Fragment uit bron:
_ _ _ _ _
Een herinnering aan het slotconcert van de Zeister Muziekdagen

Door Wim Markus

 

Gehoord: Zomerfestival Zeister Muziekdagen, Grote Kerkzaal van de Evangelische Broedergemeente, 26 augustus, strijkkwartetten van Wolfgang Amadeus Mozart (KV 575) en Maurice Ravel en het strijkersoctet van Enescu. Slotconcert door Jerusalem Quartet | Viride Kwartet

 

‘Een strijkkwartet bestaat uit 16 snaren die één instrument vormen, waarmee je alle kleuren en menselijke emoties kunt overbrengen op de luisteraar, en daarmee de harten van het publiek bereikt.’  – Alexander Pavlovsky (artistiek leider)

 

 

 

 

Enescu´s Octet klonk wild, gul uitwaaierend en vurig, en we horen een stortvloed aan klanken, waarbij je er goed aan doet om eens speciaal op de middenstemmen te letten: wat een exclusieve uiteenzettingen veroorloven ze zich niet, en hoeveel harmonisch gezien ongewone kleuringen of beter gezegd bijkleuringen nemen we niet waar. En na het gekrioel komt er ineens weer een oplawaai naar boven toe, en hoog fonkelen de stemmen terwijl de dalen grommen. Is Enescu een intuïtief componist? Ja, Enescu is een intuïtief componist die de afgronden tot spreken brengt, en hij geeft soms zelfs zijn ingevingen zozeer het initiatief, dat zij het zijn die de loop van de gebeurtenissen bepalen, en hijzelf kijkt ernaar en grijpt niet in, maar laat de enthousiasmering zich voltrekken.

Want wie bedenkt nu eigenlijk zoiets: het eerste deel zó laten eindigen, namelijk via een apart en speciaal voor de eerste viool hernomen exposé; en het lijkt wel even of er een nieuw stuk begint, maar niets van dit alles: terwijl de melodie zich teder ontvouwt en ruimte vraagt, blijken we gewoonweg betrokken bij een slotpassage waarin de muziek de kans neemt om terug te kijken. En zo eindigt het eerste deel doordat de architectuur ervan net zolang gepolijst is, tot ze ons voor ogen staat; en de muziek berust in dit kalme slot, waarbij ze zichzelf in de stilte terugtrekt.
_ _ _ _ _
Aangeleverde gegevens:

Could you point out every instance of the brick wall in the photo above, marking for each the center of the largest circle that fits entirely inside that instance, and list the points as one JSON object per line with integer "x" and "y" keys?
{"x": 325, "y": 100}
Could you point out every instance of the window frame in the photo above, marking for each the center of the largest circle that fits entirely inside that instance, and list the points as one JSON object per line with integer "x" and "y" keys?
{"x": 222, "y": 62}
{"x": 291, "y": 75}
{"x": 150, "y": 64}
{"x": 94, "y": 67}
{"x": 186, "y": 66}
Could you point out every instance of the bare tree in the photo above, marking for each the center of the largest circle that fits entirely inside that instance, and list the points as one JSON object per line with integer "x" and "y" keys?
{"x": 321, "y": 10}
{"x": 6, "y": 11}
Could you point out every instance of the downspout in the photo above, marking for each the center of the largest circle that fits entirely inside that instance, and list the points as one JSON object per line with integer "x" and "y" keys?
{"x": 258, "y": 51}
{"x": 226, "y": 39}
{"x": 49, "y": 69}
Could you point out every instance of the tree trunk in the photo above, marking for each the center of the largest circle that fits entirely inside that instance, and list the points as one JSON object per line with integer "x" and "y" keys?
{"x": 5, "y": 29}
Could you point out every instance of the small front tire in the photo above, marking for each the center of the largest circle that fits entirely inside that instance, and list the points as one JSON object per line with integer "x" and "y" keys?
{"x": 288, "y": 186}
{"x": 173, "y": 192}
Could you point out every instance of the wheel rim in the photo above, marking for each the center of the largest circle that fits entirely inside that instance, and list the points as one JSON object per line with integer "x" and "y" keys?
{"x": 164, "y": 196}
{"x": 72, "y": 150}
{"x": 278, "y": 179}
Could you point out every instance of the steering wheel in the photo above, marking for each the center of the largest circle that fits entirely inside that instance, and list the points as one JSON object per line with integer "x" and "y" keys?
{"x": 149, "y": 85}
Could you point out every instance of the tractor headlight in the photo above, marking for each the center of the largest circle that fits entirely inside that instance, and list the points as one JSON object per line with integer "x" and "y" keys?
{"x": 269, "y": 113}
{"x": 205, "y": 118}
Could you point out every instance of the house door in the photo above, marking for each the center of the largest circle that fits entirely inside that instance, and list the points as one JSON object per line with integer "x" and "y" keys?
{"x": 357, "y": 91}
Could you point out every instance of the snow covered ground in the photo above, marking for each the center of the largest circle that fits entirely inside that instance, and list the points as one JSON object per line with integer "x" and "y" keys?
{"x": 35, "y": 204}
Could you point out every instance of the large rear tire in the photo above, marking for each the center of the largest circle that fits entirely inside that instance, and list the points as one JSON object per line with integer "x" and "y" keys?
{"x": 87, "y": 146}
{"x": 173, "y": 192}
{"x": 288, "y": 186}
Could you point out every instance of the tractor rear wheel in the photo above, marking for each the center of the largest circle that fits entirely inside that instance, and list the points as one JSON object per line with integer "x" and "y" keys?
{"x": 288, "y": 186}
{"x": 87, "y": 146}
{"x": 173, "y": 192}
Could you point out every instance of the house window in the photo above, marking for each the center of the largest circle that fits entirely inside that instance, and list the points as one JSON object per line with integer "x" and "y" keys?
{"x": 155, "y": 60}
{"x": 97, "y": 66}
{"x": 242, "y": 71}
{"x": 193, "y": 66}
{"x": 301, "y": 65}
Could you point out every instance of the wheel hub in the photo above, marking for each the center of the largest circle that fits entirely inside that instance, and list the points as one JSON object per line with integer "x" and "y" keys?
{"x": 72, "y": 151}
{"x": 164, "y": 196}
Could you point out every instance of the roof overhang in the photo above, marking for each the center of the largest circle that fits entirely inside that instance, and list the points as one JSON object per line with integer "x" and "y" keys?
_ _ _ _ _
Te ondernemen stappen:
• 1. In welke zaal werd het slotconcert van de Zeister Muziekdagen gehouden, volgens de recensie van dat concert?
• 2. Vervolg de recensie van het slotconcert vanaf het punt waar de tekst ophoudt.

Antwoorden per opdracht:
• 1. In de Grote Kerkzaal van de Evangelische Broedergemeente.

• 2.
Dit is een vorm van magie, deze manier van omgaan met tonen is niets meer of minder dan een tover ontlokken aan klanken die niet willen wijken, maar die zoeken en die onderzoeken, net zo lang tot ze zichzelf gevonden hebben. De luisteraar die bij zo’n proces aanwezig is, wordt betrokken bij een tred de diepte in, en hij maakt mee hoe de melodie zichzelf vindt, haar essentie bezingt, om er vervolgens weer uit op te stijgen. De luisteraar vindt het geen probleem om te ervaren dat hij een dergelijk zich voltrekkend proces bijwoont, en hij begrijpt, dat er een objectieve kracht schuilt in deze verwerkelijking.

En hoog gooien de stemmen zich tijdens de muziek de lucht in; ze monteren hun eigen energie zodanig, dat deze een scharnier wordt door middel waarvan ze zich überhaupt kunnen verheffen; en Enescu is daarom als een ingenieur te beschouwen die op zoek ging naar de bron van de zelfredzaamheid van zijn melodieën; en het detecteren van de verschillende varianten ging hem niet moeilijk af, daar hij het bestond, om oog en oor voor de afwijkingen te hebben; deze vorm van toegeven aan iets dat in eerste instantie zelfs op een dood spoor lijkt, blijkt juist een hebbelijkheid te zijn die hout snijdt, en daardoor schreef Enescu een muziek die een speciale gestalte aanneemt, want de bloei werd niet uit de vorming verdreven.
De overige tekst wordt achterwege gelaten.